Exercise details: From the passage on San Francisco's business taxes below, reproduce word for word the part that begins with the words containing "The fewer sources" and ends with "of its income.".

Source passage:
The fewer sources of major business tax-revenue the city has, the more volatile this funding becomes. If even one of those top-five businesses has a bad year — or scales back its San Francisco office footprint and/or moves to San Jose — the city stands to lose a significant chunk of its income.
“The worry is, if we are preventing businesses from locating here or remaining here through our business taxes, then we are losing general-fund revenue,” says Supervisor Rafael Mandelman, whose queries of the controller’s office led to today’s report.
“I don’t want to get too Arthur Laffer about it, but if we get an ever-larger percentage of zero, it’s not a great tax.”
‘This is the hard part of the conversation’
Today’s report is not an ostensibly political document, but the issues it touches on are intensely political. Whether to coddle or cudgel our businesses has, in heavy part, defined San Francisco’s political landscape in recent decades. And, making matters more difficult, the data is clear that San Francisco’s biggest and richest companies pay the lion’s share of its taxes, meaning that any steps to diversify revenue and render its sourcing less volatile will also shift the burden from the wealthiest companies to all the rest.

Data shown:
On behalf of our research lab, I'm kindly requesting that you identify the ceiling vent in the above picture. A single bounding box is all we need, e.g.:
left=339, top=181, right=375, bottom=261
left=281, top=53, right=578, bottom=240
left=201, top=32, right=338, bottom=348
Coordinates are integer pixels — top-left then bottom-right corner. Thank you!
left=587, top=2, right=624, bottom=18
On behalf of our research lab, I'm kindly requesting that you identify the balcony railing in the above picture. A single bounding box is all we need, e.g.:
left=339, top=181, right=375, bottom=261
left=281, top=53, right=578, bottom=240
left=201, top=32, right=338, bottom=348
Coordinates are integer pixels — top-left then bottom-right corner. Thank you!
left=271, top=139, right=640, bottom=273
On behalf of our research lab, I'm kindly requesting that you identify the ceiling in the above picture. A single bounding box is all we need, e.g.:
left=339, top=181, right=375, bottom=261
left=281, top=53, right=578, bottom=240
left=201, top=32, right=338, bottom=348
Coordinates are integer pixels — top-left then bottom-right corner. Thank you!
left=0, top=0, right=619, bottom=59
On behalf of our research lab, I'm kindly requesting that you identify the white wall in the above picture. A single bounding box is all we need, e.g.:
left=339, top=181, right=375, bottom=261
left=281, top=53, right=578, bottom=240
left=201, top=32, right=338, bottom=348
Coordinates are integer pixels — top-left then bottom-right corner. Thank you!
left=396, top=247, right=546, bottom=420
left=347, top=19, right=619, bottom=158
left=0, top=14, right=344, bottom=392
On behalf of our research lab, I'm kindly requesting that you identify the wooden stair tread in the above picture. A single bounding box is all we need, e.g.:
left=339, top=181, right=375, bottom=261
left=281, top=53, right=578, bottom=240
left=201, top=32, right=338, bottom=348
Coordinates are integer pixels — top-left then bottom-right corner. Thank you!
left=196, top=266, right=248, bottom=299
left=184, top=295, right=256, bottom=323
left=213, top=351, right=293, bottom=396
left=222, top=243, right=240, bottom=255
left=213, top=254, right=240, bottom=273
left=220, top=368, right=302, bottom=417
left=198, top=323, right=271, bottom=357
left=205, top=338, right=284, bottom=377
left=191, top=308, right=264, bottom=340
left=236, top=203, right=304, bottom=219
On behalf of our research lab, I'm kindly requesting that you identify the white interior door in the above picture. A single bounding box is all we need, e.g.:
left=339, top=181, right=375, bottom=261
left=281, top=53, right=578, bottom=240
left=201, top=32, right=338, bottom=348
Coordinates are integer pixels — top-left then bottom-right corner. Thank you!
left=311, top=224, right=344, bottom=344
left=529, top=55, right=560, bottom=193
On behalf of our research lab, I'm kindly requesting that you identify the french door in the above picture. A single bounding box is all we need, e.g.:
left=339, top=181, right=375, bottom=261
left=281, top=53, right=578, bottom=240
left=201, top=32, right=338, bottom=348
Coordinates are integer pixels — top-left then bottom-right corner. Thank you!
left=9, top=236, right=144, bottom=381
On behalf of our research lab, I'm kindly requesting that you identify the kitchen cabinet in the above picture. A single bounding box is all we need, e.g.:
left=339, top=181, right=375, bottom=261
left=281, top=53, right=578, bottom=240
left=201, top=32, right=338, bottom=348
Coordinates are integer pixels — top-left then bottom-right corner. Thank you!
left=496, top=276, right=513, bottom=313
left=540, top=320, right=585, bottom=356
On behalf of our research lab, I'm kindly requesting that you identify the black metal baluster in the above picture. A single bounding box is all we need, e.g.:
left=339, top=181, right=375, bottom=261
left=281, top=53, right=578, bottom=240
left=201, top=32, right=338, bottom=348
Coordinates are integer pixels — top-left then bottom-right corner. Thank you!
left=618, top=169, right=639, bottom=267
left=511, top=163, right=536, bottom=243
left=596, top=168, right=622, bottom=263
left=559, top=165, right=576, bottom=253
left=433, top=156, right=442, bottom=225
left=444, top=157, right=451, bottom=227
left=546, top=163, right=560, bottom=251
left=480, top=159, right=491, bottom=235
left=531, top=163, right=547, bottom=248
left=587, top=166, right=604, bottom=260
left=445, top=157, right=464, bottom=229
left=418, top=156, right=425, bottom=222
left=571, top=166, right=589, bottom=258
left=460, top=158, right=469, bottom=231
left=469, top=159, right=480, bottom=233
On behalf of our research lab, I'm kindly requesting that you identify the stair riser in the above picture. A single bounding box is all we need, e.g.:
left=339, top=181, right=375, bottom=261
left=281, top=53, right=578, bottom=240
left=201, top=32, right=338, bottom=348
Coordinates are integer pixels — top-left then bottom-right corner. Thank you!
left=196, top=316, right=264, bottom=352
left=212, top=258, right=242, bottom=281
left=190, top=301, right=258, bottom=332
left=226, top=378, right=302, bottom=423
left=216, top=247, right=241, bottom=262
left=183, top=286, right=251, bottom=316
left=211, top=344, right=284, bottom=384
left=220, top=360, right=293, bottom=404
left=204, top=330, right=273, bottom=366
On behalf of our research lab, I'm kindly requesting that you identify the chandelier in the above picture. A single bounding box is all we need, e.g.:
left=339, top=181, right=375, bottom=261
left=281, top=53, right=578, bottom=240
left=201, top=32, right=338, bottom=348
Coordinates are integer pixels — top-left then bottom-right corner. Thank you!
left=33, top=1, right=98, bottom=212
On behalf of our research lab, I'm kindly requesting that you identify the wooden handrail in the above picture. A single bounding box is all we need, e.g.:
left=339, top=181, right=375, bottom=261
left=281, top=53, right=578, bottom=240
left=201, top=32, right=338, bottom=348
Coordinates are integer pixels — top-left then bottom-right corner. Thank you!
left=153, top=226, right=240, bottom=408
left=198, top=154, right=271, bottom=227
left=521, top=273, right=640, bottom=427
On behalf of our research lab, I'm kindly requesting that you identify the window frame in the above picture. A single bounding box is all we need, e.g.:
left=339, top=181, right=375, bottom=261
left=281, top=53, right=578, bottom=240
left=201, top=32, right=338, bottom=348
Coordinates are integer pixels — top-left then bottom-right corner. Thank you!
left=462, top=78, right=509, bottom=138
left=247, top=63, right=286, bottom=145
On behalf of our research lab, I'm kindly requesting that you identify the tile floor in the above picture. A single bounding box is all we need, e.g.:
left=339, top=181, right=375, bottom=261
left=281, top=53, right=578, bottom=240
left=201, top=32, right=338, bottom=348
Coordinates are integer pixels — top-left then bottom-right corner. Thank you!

Solution:
The fewer sources of major business tax-revenue the city has, the more volatile this funding becomes. If even one of those top-five businesses has a bad year — or scales back its San Francisco office footprint and/or moves to San Jose — the city stands to lose a significant chunk of its income.